To do: Could you convert the listing, starting at its beginning and going on through the line with "x=270 y=169", into a two-column CSV with the headers text and answer? Give one row for each text and its answer, with each value in a single quoted field and line breaks turned into spaces.

-*-

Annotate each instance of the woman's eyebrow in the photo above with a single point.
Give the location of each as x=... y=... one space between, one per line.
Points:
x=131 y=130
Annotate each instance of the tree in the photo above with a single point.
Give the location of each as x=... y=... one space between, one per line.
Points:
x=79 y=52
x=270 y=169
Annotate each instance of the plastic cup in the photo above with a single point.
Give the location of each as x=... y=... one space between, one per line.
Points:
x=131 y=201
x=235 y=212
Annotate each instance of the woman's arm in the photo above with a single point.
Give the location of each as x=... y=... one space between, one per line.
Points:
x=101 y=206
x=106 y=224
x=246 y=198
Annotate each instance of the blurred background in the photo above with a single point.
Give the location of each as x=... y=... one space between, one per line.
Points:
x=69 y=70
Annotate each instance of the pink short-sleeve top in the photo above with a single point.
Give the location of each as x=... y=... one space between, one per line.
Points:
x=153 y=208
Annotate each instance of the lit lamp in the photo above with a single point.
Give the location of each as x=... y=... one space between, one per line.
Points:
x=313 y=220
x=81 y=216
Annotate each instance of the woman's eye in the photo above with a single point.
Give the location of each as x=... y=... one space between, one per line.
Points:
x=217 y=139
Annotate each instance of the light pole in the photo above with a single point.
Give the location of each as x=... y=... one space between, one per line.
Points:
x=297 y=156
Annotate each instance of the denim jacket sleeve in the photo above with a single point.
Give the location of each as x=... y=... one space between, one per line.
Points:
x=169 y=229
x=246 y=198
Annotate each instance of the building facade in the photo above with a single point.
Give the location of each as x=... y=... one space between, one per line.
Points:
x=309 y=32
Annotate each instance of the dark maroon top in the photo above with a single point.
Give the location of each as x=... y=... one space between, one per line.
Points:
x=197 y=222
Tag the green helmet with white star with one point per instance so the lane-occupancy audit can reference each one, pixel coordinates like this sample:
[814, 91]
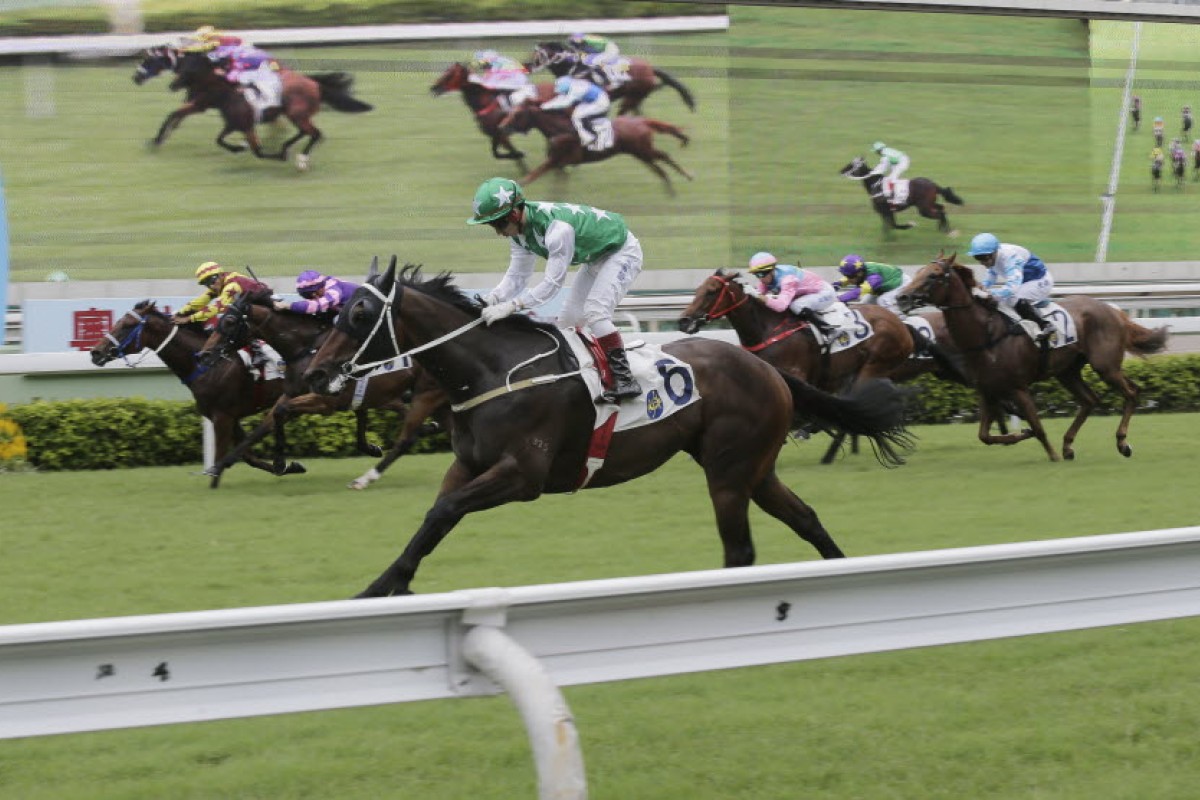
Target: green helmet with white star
[495, 198]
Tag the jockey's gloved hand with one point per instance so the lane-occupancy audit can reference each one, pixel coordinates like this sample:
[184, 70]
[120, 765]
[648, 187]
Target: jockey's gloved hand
[499, 311]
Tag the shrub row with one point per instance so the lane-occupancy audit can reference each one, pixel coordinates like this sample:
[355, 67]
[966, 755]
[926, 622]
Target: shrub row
[133, 432]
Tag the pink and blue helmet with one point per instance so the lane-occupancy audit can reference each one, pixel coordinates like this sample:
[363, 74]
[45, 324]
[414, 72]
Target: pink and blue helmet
[851, 265]
[310, 281]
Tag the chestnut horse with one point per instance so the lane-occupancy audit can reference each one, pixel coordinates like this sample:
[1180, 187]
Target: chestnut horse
[1003, 361]
[523, 419]
[485, 107]
[295, 337]
[643, 78]
[223, 394]
[631, 136]
[783, 340]
[303, 97]
[922, 196]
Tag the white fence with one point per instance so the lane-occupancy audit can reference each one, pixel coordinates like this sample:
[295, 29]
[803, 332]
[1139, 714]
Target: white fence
[141, 671]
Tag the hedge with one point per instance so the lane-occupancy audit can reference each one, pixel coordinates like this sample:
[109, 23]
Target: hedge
[136, 432]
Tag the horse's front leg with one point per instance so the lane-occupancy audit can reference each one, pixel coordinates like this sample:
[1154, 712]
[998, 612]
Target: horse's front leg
[507, 481]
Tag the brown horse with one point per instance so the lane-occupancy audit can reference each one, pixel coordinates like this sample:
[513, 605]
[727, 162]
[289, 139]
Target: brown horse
[523, 419]
[1003, 361]
[643, 78]
[631, 136]
[486, 108]
[783, 340]
[303, 97]
[295, 337]
[225, 392]
[922, 196]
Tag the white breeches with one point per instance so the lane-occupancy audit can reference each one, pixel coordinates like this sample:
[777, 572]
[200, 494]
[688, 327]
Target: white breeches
[599, 287]
[817, 301]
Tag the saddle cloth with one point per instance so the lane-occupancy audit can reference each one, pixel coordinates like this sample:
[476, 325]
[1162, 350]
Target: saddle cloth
[667, 383]
[1065, 331]
[605, 136]
[851, 328]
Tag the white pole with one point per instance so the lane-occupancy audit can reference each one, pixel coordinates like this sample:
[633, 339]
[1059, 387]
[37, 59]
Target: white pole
[1110, 197]
[549, 721]
[210, 441]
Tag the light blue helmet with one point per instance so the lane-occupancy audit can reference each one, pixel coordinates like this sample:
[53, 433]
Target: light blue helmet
[983, 245]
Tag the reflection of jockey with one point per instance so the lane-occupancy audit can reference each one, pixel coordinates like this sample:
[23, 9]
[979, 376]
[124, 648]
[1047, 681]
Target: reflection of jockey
[1017, 278]
[599, 54]
[789, 287]
[892, 166]
[870, 282]
[504, 74]
[589, 101]
[250, 66]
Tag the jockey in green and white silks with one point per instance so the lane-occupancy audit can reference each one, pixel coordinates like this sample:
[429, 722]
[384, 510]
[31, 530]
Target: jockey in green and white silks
[610, 258]
[893, 163]
[1017, 278]
[587, 101]
[870, 282]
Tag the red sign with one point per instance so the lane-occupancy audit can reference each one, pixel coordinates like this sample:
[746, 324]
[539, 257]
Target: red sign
[90, 326]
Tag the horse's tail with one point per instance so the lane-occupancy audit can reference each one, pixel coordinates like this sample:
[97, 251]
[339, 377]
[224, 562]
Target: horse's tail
[873, 408]
[689, 101]
[659, 126]
[948, 193]
[335, 90]
[1144, 341]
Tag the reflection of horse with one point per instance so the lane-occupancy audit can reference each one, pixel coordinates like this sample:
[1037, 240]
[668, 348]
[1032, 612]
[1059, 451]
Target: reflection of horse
[517, 438]
[303, 97]
[1003, 361]
[922, 196]
[225, 394]
[631, 134]
[295, 337]
[485, 107]
[642, 80]
[786, 342]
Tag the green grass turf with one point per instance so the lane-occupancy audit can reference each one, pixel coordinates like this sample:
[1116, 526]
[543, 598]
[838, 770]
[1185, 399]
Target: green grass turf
[1011, 112]
[1108, 713]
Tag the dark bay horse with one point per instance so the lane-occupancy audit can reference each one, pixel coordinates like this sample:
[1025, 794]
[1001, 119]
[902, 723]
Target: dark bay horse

-*-

Solution to the exercise:
text,answer
"Annotate each instance of the woman's eyebrow in the photo above with a single point. Give the location of each as x=... y=... one space between, one per line. Points:","x=131 y=130"
"Annotate each instance of the tree in the photo above with a single point. Give the location of each as x=... y=... one space between, one per line. Points:","x=79 y=52 x=270 y=169"